Quando dava aula no Hospital Ulysses Pernambucano pela UNICAP, selecionava pacientes que quisessem participar das entrevistas com os pequenos grupos de estudante de psicologia. Esse trabalho não era difícil, pois a maioria gostava de interagir com os alunos e, mesmo que não se reconhecessem doentes, “queriam dar aulas para os estagiários”. Numa dessas ocasiões encontrei um deles, ainda no pátio, que estava desenhando - e desenhava muito bem, por sinal - aquilo que chamou de “o projeto de uma bomba para explodir o Iraque”. Perguntei por que desenhava objetos tão destrutivos e ele, corrigindo-me, respondeu: "não desenhei nada, doutor. A minha mão que foi guiada por Deus; Se fosse por mim, fazia outras coisas, desenhava flores”. Explicou-me que sua mão era, de fato, conduzida pelo Pai - “já foi”, acrescentou, “pelo Diabo”, confidenciou-me. O paciente disse-me não ter nenhum controle sobre seus atos de natureza física. Contudo, ficar à mercê dos desejos das forças sobrenaturais, o angustiava - justificava que fazia tratamento no hospital, justamente porque isso lhe tirava o sono. "precisava voltar a dormir", concluiu.

[Suas tarefas]
1. Diga se cada afirmação abaixo está de acordo com o relato sobre o paciente do Hospital Ulysses Pernambucano, respondendo sim ou não e citando literalmente as palavras do relato que decidem a questão. (a) O paciente afirmou que desenhou a bomba por vontade própria. (b) Selecionar pacientes para as entrevistas era um trabalho difícil. (c) O paciente fazia tratamento no hospital porque a situação lhe tirava o sono.
2. Prossiga o relato sobre o paciente do Hospital Ulysses Pernambucano a partir do ponto em que ele termina.
Os dados não têm nenhum papel nesta atividade.

[Material de origem]
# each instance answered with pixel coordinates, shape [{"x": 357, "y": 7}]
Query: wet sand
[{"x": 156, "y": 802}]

[Respostas por tarefa]
1.
(a) Não: "não desenhei nada, doutor. A minha mão que foi guiada por Deus".
(b) Não: "Esse trabalho não era difícil".
(c) Sim: "justificava que fazia tratamento no hospital, justamente porque isso lhe tirava o sono".

2.
As palavras do paciente caracterizam o fenômeno psicopatológico conceituado por Kurt Schneider como “delírio de influência corporal” (Karl Jaspers chamaria de “atos impostos”). Na verdade, são dois conceitos: delírio, por quebrar o teste de realidade e a capacidade de julgamento e, consequentemente, de ajuizar, e, por acreditar piamente no evento; de "Influência", por acreditar que forças sobrenaturais controlam os atos de sua vida cotidiana, que seu corpo é, muitas vezes sem sua autorização, um mero instrumento de um outro, um superior. Quem estivesse comigo nesse e escutasse o cliente, não questionaria seu quadro psicótico. Contudo, mesmo sabendo que se trata de um delírio, uma atividade inquestionavelmente patológica, posso afirmar que a psique humana, mesmo não adoecida, pode construir ideias falseadas parecidas.

O filme é recomendadíssimo.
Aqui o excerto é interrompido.